Count the lines in the records below that contain the string "jagged", matching case exactly, and give only the number.
________
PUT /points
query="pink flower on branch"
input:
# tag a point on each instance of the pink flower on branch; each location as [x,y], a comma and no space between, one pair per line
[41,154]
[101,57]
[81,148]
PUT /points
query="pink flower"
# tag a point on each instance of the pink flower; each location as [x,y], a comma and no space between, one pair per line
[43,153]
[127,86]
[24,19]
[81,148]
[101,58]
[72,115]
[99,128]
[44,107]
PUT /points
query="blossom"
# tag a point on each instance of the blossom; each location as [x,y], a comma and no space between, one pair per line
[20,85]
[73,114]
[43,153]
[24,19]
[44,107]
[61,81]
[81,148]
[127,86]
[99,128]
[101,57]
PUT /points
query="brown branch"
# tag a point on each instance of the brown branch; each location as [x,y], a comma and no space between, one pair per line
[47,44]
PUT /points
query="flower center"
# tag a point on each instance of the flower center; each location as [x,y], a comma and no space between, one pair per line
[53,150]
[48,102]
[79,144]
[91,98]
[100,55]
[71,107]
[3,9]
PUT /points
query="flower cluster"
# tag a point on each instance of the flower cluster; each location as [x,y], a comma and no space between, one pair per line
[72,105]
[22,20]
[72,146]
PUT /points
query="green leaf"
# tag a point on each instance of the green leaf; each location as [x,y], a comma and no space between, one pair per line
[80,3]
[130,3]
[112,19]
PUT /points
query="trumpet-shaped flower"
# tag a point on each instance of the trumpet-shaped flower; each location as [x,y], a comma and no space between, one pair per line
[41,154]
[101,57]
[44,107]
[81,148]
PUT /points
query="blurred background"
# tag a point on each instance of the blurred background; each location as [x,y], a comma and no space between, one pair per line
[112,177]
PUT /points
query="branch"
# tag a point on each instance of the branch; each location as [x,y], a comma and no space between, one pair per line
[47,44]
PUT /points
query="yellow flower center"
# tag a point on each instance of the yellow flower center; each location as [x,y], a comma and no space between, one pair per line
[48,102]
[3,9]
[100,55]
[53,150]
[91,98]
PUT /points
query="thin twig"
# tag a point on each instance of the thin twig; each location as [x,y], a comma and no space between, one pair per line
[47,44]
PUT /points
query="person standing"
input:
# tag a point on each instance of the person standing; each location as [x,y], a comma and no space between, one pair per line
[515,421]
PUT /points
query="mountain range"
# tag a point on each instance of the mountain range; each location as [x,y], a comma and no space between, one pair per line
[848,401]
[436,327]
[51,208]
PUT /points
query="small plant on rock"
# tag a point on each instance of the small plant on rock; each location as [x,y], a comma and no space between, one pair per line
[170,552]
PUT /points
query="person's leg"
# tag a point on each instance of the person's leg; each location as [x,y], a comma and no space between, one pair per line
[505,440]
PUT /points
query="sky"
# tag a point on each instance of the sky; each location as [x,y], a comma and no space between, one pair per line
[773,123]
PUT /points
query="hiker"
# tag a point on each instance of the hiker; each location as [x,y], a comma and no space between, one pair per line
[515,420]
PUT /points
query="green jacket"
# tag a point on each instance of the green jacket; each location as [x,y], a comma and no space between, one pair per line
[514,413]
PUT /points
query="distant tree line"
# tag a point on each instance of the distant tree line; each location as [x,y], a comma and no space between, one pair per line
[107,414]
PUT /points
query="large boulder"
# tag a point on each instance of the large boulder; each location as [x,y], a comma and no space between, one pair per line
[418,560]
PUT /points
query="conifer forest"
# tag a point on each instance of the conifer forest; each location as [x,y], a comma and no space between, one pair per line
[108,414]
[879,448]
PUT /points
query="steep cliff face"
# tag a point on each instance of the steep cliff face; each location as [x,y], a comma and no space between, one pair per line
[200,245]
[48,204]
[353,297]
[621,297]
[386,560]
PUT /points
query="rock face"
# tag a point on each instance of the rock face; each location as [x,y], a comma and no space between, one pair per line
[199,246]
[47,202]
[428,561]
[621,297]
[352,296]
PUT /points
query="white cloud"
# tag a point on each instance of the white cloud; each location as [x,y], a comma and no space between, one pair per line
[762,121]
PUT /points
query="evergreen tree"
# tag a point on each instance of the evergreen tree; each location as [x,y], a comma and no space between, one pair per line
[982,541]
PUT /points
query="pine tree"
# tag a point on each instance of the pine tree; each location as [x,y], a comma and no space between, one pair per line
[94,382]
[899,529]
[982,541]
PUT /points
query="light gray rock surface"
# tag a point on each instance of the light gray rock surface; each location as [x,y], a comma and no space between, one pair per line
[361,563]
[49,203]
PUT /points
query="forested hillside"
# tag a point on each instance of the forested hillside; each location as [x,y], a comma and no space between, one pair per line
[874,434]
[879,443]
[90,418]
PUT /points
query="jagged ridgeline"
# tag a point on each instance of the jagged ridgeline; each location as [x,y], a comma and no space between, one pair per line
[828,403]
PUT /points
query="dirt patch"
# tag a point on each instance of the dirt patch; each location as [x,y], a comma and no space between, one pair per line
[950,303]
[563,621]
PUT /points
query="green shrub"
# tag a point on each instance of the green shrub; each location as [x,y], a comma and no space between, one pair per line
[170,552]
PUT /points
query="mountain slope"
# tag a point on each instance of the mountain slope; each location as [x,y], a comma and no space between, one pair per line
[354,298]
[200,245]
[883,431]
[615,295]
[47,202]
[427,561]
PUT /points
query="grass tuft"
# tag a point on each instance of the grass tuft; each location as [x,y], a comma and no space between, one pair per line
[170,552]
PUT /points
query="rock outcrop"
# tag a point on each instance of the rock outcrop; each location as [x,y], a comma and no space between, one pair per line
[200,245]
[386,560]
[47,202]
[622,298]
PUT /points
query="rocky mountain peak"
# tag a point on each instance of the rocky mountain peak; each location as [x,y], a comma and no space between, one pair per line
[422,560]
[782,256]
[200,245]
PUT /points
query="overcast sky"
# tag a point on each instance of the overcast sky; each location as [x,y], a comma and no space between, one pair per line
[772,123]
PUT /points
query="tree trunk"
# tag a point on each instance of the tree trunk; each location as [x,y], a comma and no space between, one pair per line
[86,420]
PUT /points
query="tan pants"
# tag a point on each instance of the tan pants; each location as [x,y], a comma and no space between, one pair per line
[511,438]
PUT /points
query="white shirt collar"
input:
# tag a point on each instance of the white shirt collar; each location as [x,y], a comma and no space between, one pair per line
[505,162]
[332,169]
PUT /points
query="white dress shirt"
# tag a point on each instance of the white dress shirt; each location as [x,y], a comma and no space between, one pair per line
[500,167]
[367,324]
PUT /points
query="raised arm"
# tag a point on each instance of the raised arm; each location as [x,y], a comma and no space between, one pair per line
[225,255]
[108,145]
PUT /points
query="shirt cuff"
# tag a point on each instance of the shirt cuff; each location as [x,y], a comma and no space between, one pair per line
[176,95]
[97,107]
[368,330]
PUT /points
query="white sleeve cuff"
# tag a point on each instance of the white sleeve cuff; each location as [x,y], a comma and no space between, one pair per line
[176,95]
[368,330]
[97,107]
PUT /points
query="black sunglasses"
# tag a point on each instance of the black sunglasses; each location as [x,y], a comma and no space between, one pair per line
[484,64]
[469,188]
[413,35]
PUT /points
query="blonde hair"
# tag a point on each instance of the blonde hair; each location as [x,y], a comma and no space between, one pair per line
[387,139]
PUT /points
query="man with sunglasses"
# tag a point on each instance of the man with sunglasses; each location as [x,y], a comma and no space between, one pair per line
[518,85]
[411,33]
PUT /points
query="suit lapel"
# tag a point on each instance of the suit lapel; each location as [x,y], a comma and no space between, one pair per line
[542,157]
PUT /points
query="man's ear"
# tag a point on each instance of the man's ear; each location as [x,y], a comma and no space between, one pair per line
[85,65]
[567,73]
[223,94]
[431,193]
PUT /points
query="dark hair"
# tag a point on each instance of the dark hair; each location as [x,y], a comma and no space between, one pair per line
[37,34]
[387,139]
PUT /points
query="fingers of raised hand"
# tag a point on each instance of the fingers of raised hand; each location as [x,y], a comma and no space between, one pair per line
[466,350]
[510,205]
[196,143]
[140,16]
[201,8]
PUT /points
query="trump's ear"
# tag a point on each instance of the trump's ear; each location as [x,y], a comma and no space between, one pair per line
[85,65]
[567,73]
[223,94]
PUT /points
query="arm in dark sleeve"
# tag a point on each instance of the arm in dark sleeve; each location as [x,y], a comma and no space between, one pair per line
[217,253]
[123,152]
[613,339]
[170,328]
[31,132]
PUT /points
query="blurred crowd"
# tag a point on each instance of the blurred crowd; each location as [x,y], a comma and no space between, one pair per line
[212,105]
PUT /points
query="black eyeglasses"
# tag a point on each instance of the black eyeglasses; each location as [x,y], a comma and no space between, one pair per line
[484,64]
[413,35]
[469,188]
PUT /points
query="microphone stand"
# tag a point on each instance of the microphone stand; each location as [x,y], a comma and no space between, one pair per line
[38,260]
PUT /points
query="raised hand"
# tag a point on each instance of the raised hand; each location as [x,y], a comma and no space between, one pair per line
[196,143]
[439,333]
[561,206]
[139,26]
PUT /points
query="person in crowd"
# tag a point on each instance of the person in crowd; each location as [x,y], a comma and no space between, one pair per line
________
SOLUTION: 2